Modelling test scores

Hi all, firstly thank you all for your hard work on Stan and your contribution to Bayesian inference. I’m just getting started myself, and I am trying to understand the constraints of what I can and can’t do.

Suppose we have a situation where a school gives one student ten different tests, each on completely different subjects. Each test gets a percentage score between 0.0 and 1.0. The tests are known to be very hard, so we expect the score distribution across all of these tests to be right-tailed.

In taking obscene liberties following this guide https://vioshyvo.github.io/Bayesian_inference/hierarchical-models.html, I wanted to see if I can simulate the Bayesian posterior by treating each test’s variance as unknown, but with an uninformative half-Cauchy distribution that (under my understanding) basically says “the score will move, but not much”.

My goal is to generate Bayesian MCMC draws from those modeling parameters and for each draw be able to know the simulated test results for test1, test2, test3, etc (i.e. generate a vector of scores that index 1 scores correspond to test 1, idx 2 -> test2 etc). Unfortunately, when I attempt to do this I get heaps of warnings.

Using the toy data / input:

school <- list(J = 10, y = c(0.0, 0.7, 0.25, 0.3, 0.7, 0.4, 0.1, 0.15, 0.3, 0.35))
fit <- stan('schools2.stan', data = school, iter = 1e4, chains = 4, control = list(adapt_delta = 0.9999))

Where schools2.stan is:

data {
  int<lower=0> J;
  real y[J];
}

parameters {
  real mu;
  real<lower=0> tau;
  real<lower=0> dvar[J];
  real<lower=0, upper=1> theta[J];
}

model {
  tau ~ cauchy(0,0.2);
  dvar ~ cauchy(0,0.2);
  theta ~ normal(mu, dvar);
  y ~ normal(theta, tau);
}

> check_hmc_diagnostics(fit)

Divergences:
215 of 20000 iterations ended with a divergence (1.075%).
Try increasing 'adapt_delta' to remove the divergences.

Tree depth:
5219 of 20000 iterations saturated the maximum tree depth of 10 (26.095%).
Try increasing 'max_treedepth' to avoid saturation.

Energy:
E-BFMI indicated no pathological behavior.

If I ditch the horse because I can’t mount the saddle and try to just use something else like brms, I still get heaps (532) of divergent transitions:

d <- read.csv("test_data.csv", header=T)
mod <- brm(scores ~ (1 | tests), d, family=skew_normal())

┄┄┄┄┄┄┄┄┄┄

### [Instructions for the task]
Translate this sentence from the forum post on modeling test scores into Spanish: "The tests are known to be very hard, so we expect the score distribution across all of these tests to be right-tailed."

### [Dataset extract]
┄┄┄┄┄┄┄┄┄┄

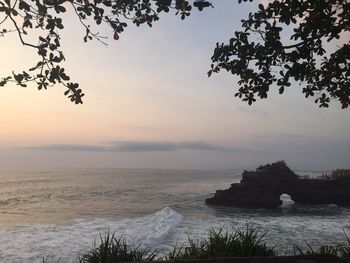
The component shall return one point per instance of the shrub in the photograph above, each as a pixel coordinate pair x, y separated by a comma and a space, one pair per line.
112, 250
245, 242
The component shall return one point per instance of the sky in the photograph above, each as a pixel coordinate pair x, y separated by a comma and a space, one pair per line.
150, 104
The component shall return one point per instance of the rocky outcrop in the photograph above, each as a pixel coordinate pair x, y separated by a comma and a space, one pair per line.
262, 188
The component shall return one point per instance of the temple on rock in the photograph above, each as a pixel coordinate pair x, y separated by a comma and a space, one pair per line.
262, 188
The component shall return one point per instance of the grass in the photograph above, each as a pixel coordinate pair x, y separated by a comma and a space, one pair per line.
112, 250
220, 243
245, 242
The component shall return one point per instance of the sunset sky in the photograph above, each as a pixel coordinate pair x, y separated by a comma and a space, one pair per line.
150, 104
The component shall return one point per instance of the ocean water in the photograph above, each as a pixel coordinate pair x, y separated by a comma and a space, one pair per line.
59, 214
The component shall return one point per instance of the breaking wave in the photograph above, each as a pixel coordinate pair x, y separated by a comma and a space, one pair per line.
29, 243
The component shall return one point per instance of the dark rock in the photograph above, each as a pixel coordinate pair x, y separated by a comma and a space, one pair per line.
263, 188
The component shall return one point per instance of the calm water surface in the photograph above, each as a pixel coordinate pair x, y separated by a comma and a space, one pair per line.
59, 214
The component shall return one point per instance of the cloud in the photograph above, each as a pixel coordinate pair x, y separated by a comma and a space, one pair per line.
140, 146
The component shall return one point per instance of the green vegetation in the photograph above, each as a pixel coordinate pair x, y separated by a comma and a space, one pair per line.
114, 249
245, 242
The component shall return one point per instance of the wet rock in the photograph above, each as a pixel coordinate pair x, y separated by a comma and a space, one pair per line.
262, 188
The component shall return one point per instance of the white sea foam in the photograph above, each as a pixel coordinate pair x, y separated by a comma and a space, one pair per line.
29, 243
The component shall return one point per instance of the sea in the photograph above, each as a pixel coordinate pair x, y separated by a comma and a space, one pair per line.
59, 214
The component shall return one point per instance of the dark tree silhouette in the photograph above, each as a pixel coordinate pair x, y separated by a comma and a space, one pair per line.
262, 58
258, 54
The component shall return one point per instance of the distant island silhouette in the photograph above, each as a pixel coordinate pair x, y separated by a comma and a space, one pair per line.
262, 188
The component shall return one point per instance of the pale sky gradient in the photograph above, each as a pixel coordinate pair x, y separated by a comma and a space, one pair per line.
150, 104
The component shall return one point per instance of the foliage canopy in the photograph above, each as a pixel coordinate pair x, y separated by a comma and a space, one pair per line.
260, 54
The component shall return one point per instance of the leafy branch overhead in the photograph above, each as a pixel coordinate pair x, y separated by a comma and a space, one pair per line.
286, 43
45, 17
264, 57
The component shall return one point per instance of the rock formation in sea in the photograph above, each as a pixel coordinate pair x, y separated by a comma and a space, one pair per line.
262, 188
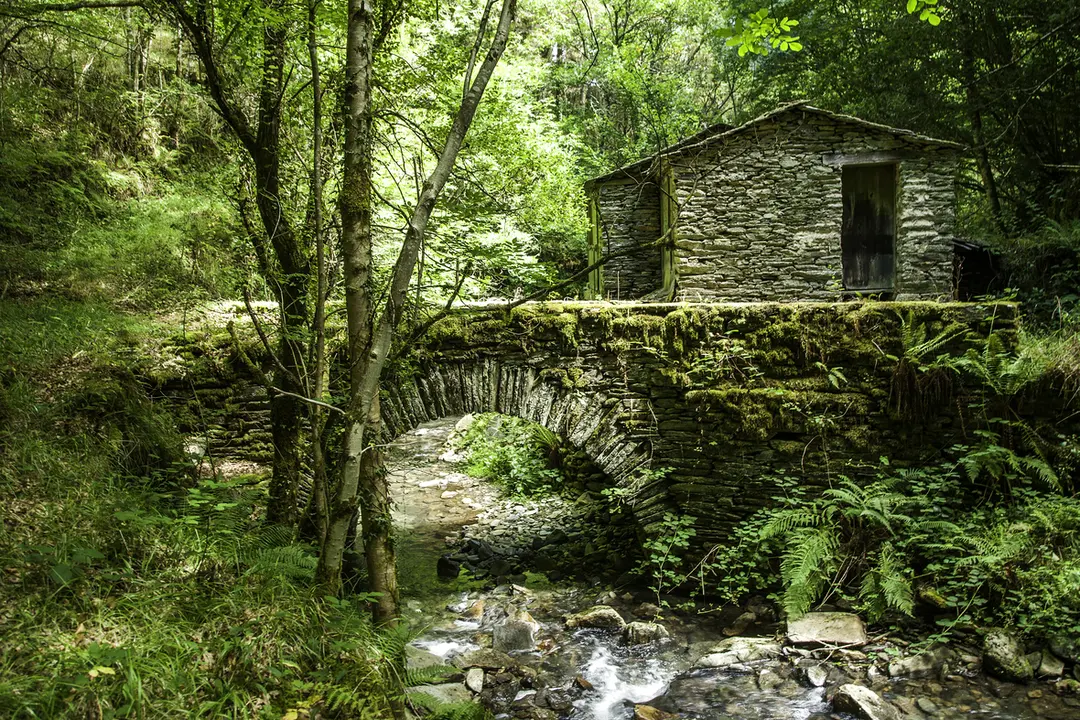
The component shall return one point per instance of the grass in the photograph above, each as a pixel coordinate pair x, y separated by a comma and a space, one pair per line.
130, 589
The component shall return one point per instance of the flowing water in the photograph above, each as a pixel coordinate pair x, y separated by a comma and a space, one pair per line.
590, 674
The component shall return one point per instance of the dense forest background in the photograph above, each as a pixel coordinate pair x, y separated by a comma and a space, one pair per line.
158, 155
115, 150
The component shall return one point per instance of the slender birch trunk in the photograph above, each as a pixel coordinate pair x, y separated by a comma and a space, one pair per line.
369, 342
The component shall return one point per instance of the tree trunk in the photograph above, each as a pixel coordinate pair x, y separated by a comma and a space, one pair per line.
319, 362
369, 344
286, 412
289, 280
974, 109
356, 257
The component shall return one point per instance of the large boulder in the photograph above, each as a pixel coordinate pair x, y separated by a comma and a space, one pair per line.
485, 657
639, 634
417, 657
447, 693
1003, 656
828, 628
601, 615
738, 651
474, 679
1050, 665
863, 703
923, 665
517, 632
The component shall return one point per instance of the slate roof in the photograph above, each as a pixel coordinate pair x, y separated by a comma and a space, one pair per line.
721, 132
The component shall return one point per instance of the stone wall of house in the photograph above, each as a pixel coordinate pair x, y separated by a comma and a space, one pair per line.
630, 217
759, 216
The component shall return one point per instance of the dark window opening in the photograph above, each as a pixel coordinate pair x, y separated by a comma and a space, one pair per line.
868, 232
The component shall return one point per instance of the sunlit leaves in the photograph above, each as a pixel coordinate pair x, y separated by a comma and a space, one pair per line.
928, 11
760, 32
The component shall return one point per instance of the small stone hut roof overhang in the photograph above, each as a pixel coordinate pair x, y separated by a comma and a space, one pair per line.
718, 133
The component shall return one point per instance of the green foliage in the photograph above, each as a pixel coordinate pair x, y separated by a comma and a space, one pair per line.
518, 456
834, 535
132, 591
759, 32
929, 11
664, 546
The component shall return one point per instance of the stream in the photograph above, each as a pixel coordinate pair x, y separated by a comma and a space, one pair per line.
532, 666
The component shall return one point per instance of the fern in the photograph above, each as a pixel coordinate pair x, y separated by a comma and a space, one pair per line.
887, 584
809, 561
288, 561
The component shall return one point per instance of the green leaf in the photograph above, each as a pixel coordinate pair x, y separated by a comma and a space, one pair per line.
62, 573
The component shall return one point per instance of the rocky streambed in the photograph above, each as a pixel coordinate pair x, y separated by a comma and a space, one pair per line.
581, 651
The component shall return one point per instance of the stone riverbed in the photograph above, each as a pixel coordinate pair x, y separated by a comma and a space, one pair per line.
532, 649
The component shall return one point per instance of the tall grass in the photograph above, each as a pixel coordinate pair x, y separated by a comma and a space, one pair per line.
133, 589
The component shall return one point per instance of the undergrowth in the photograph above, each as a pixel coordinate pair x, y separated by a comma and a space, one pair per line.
133, 588
989, 534
518, 456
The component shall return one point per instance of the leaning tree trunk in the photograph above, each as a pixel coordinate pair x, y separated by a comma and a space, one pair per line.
286, 411
291, 274
356, 257
369, 343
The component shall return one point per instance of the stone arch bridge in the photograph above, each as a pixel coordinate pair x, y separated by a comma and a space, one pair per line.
693, 408
698, 408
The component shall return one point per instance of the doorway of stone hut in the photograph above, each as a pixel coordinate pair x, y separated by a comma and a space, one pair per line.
868, 234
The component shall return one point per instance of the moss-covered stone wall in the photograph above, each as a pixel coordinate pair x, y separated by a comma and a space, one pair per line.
700, 407
697, 408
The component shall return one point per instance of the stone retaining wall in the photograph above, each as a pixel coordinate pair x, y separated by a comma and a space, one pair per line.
698, 408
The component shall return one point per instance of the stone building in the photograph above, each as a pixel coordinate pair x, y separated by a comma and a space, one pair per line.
798, 204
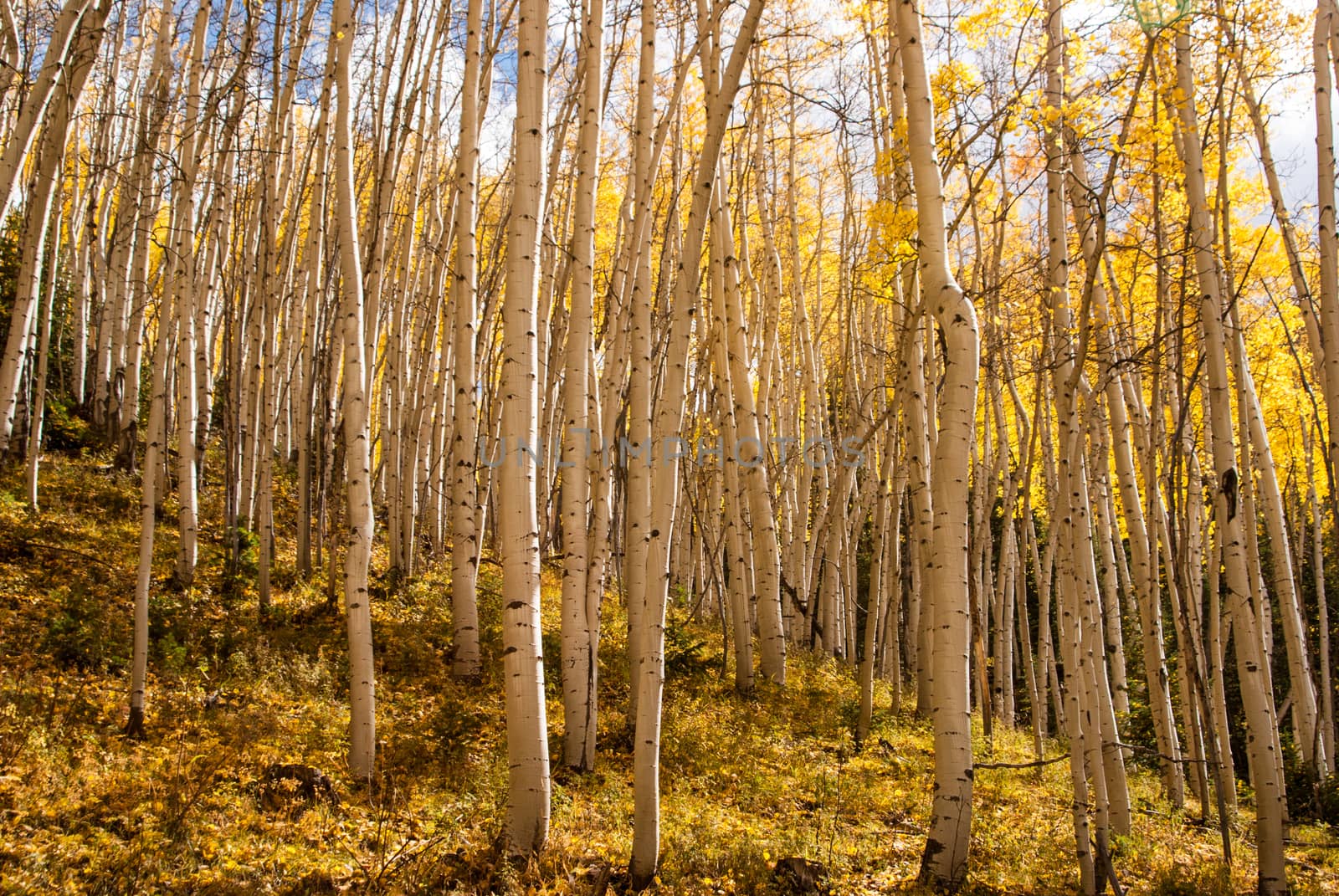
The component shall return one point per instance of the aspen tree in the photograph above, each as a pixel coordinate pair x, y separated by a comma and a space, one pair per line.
465, 552
362, 753
1258, 698
669, 421
528, 744
944, 862
156, 439
582, 617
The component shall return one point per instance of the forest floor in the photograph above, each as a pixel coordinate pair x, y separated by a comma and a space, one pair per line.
746, 781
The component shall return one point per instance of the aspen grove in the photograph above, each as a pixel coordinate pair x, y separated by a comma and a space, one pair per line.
979, 356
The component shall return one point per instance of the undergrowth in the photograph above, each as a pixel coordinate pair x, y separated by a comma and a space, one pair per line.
746, 781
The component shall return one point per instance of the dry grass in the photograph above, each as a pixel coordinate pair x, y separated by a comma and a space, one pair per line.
745, 781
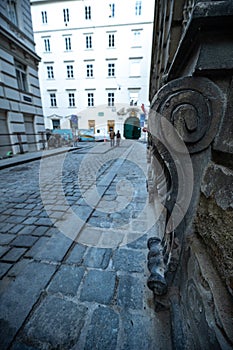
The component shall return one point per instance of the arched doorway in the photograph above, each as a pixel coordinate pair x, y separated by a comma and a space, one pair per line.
132, 129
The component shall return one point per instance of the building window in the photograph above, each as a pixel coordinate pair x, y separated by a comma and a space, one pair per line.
66, 15
68, 43
87, 12
138, 8
136, 37
50, 72
71, 99
135, 68
44, 17
88, 41
70, 71
111, 10
90, 99
133, 98
21, 74
12, 11
47, 45
53, 100
111, 40
89, 70
111, 69
111, 99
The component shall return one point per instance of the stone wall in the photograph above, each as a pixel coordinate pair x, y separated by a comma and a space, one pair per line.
191, 263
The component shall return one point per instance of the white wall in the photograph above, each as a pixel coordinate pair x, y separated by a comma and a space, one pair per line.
99, 27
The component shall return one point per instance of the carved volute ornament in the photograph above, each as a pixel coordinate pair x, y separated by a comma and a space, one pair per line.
184, 119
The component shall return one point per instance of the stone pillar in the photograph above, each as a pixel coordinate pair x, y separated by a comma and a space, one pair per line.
186, 129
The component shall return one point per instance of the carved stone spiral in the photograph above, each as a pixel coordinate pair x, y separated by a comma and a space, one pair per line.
194, 107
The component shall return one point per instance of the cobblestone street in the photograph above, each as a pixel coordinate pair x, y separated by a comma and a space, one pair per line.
73, 248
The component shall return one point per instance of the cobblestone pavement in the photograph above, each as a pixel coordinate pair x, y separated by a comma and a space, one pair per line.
73, 253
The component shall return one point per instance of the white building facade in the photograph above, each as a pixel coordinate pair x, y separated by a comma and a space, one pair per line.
95, 61
21, 115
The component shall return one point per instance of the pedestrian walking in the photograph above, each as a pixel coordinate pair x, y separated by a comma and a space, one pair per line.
112, 137
118, 138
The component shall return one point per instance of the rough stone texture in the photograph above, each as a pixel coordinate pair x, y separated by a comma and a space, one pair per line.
104, 336
56, 324
215, 226
199, 293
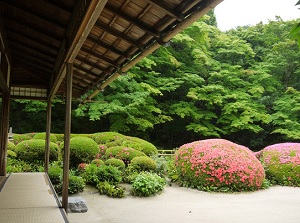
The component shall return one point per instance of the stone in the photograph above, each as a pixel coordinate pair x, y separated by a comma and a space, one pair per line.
77, 205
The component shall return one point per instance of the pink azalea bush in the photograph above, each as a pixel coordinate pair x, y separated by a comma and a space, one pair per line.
218, 165
282, 163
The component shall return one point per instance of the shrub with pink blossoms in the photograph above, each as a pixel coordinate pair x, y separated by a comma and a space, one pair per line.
218, 165
282, 163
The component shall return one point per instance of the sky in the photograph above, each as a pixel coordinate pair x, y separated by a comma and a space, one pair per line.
233, 13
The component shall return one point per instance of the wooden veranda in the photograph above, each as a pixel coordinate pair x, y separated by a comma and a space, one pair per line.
71, 50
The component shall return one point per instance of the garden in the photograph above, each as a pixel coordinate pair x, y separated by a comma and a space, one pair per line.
109, 160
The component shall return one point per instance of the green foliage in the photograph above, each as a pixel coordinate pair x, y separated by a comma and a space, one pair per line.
55, 173
286, 117
82, 150
89, 174
76, 184
34, 151
11, 146
109, 173
143, 163
123, 153
106, 137
17, 138
147, 184
116, 163
111, 190
42, 135
98, 162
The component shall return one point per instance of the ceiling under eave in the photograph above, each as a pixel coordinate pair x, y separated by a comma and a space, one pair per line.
102, 39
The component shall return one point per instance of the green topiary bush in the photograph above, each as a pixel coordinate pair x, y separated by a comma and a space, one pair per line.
42, 135
111, 190
98, 162
89, 174
123, 153
139, 144
11, 146
106, 137
143, 163
109, 173
218, 165
82, 150
17, 138
282, 163
116, 163
55, 173
147, 184
34, 150
76, 184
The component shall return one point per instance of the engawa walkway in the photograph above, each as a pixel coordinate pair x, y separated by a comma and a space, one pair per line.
29, 198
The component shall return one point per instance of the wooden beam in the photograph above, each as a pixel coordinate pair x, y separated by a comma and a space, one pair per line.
99, 56
92, 14
4, 132
118, 34
67, 134
167, 9
107, 46
48, 129
133, 21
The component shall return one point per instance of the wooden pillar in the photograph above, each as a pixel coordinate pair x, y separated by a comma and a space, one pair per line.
67, 137
48, 129
4, 132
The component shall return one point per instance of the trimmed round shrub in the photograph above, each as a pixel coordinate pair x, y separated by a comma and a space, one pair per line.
123, 153
143, 163
147, 184
139, 144
98, 162
34, 150
76, 184
89, 174
218, 165
111, 190
106, 137
42, 135
11, 154
11, 146
17, 138
282, 163
109, 173
116, 163
82, 150
55, 174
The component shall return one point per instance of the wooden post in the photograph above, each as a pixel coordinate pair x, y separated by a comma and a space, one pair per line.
67, 137
4, 132
48, 129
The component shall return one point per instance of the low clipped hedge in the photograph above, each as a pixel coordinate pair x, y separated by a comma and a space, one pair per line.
218, 165
34, 150
139, 144
11, 146
116, 163
106, 137
42, 135
82, 150
147, 184
282, 163
17, 138
123, 153
143, 163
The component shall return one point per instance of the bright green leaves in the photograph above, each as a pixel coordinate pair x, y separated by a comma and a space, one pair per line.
286, 118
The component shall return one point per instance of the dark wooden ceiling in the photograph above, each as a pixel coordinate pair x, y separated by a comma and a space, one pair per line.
42, 36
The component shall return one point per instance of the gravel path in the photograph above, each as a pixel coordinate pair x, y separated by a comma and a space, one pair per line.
184, 205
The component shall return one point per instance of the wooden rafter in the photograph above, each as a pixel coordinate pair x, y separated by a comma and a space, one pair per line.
133, 20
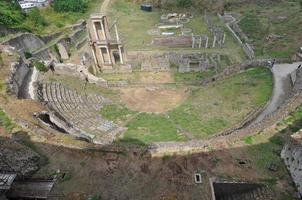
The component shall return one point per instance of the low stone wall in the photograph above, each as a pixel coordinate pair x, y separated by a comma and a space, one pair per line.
292, 157
17, 77
79, 71
229, 71
26, 42
182, 148
232, 25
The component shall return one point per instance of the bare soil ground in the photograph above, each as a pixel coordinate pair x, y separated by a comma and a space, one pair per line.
152, 99
156, 77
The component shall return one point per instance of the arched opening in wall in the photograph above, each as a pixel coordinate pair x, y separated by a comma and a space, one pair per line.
116, 56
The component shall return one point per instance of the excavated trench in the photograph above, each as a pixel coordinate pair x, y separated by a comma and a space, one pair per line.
233, 191
44, 117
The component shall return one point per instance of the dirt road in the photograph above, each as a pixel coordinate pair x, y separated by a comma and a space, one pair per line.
282, 88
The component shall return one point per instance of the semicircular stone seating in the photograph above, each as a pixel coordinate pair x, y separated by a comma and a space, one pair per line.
81, 112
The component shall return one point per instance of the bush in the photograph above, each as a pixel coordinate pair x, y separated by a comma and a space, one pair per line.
70, 5
10, 14
35, 17
27, 55
40, 66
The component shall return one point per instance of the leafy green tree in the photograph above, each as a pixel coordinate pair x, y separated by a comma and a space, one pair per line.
70, 5
36, 18
40, 66
10, 14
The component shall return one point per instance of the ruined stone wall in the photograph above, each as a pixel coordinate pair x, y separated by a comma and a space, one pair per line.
25, 42
17, 77
292, 157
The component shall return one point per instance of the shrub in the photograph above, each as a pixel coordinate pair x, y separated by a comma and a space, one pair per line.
10, 13
27, 55
248, 140
35, 17
40, 66
70, 5
6, 122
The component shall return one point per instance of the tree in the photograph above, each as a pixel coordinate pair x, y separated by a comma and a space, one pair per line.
36, 18
40, 66
10, 14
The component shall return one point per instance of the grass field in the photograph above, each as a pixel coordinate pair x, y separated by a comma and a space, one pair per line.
216, 107
132, 20
281, 20
207, 111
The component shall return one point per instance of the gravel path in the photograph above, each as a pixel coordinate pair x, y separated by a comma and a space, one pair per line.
282, 88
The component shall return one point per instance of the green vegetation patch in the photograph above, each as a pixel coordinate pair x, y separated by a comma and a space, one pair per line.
6, 122
148, 128
192, 77
70, 5
116, 113
134, 21
274, 27
214, 108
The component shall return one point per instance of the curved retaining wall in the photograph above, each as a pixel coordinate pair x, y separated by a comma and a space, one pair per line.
292, 157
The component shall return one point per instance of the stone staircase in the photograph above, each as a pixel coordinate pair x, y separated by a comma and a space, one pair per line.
80, 112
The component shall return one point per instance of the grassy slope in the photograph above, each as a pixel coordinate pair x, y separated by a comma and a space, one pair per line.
268, 20
207, 111
133, 24
212, 109
54, 21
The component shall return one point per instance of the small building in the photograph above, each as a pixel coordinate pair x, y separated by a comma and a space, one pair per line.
107, 49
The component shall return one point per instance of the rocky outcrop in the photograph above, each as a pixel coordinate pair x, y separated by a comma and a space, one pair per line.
17, 78
17, 158
292, 157
297, 80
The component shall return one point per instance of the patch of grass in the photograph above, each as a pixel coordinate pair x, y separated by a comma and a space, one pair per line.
67, 177
192, 77
6, 122
152, 128
40, 66
277, 140
166, 157
248, 140
116, 113
281, 18
212, 109
132, 20
95, 197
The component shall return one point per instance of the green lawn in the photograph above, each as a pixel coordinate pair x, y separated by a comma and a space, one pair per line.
116, 113
133, 23
282, 19
152, 128
212, 109
207, 111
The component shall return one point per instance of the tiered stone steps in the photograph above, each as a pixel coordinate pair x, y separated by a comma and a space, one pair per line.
81, 112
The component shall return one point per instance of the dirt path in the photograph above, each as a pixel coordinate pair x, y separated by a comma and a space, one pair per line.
104, 7
282, 88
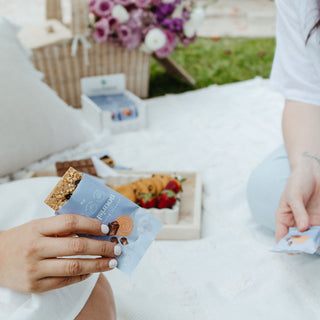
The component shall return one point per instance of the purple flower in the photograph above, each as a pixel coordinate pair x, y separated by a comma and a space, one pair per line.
164, 10
185, 41
134, 41
113, 23
177, 25
92, 5
174, 25
102, 8
186, 14
143, 3
124, 2
101, 31
169, 46
124, 33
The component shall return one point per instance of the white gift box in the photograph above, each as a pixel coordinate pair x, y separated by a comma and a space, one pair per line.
110, 86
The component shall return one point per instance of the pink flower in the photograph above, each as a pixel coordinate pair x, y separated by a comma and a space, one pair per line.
134, 41
185, 41
124, 2
169, 46
101, 31
124, 33
113, 23
143, 3
102, 8
92, 6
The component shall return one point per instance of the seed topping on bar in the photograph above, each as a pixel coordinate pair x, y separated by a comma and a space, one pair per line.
64, 189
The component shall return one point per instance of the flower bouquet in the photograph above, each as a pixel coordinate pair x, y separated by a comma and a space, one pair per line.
155, 26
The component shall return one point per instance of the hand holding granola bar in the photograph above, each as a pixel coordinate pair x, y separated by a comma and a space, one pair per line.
29, 253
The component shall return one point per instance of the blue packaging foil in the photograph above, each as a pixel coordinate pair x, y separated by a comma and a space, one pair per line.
300, 242
92, 198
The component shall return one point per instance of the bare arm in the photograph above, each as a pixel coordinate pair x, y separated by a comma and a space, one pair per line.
300, 202
301, 131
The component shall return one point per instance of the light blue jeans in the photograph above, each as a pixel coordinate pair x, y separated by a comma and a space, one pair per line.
266, 185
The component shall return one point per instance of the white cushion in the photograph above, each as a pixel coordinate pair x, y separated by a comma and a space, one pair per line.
34, 121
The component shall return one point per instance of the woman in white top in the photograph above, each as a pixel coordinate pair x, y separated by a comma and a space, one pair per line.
284, 191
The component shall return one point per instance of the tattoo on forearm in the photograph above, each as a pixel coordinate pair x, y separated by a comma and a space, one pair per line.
307, 155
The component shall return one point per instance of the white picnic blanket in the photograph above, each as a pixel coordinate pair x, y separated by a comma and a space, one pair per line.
231, 273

┄┄┄┄┄┄┄┄┄┄

### [Solution to the exercise]
Se sabe que las pruebas son muy difíciles, por lo que esperamos que la distribución de las puntuaciones en todas estas pruebas tenga cola a la derecha.